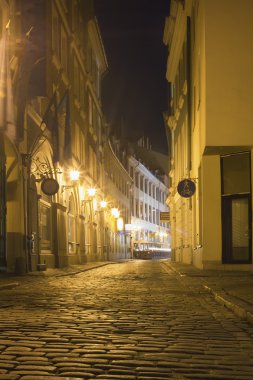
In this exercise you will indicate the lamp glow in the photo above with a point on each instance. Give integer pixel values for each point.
(103, 204)
(74, 175)
(120, 224)
(115, 212)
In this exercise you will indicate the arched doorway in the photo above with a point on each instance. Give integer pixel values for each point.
(3, 261)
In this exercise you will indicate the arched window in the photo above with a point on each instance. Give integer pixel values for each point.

* Exercise directions *
Repeat the lines above word for word, but leave out the pictures.

* Full solution *
In this exercise you will indicate the lamp glow in the photo above with a point on each instance. Give integer pixel values for each point.
(103, 204)
(74, 175)
(120, 224)
(115, 212)
In this exercise you will indicate the arched doorway in the photo above with a point on each instance. Give integer pixel values for each point.
(3, 261)
In this exercise you will indicate the arched window in the photo above with a point on each instance. Give integer pixel values for each point.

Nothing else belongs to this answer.